• Set task: Copy out every line of the rows below, requests included, and shift each coordinate listed under a "Dots:" line by adding 114 to it. Leave the sample coordinates in the requests unchanged.

Dataset excerpts on object pointing:
┌──

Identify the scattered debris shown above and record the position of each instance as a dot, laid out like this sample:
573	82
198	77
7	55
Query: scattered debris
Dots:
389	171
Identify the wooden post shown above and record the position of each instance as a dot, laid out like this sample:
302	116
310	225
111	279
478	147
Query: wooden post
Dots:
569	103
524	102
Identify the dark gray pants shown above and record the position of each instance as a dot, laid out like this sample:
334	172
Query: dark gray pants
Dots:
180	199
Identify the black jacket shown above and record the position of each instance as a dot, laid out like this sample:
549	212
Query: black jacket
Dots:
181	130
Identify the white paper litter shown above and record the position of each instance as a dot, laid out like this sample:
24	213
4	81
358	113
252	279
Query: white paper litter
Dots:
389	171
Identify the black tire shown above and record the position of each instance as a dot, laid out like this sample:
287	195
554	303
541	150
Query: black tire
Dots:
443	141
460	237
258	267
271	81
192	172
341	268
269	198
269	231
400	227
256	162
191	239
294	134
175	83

└──

• Output for this task:
Identify the scattered debris shown above and record the position of each instance as a dot, laid out like this sample:
573	82
198	77
7	55
Query: scattered debris
Dots:
503	285
Identify the wooden post shown above and record the position of each instance as a dot, laid out like this sample:
302	116
310	225
111	279
478	147
Query: wooden post
Dots:
683	217
638	216
Identify the dark gray pants shown above and record the position of each instance as a dot, laid out like this sample:
334	172
Query: dark gray pants
Dots:
294	313
Identify the black jacket shown above and record the position of each instance as a dot, laid out like this sample:
549	212
Query: black jacket
Dots:
295	244
Identify the white paper litter shown above and record the position of each instance as a dot, laid out like this sample:
24	213
4	81
358	113
252	279
Query: white paper litter
Dots:
503	285
Identify the black tire shown above and record the position of each instance as a dot, laid out like this sample:
287	195
554	303
541	150
Query: black tire
Dots:
557	255
574	351
372	381
385	195
306	286
455	382
383	312
383	345
514	341
370	276
305	353
408	248
289	197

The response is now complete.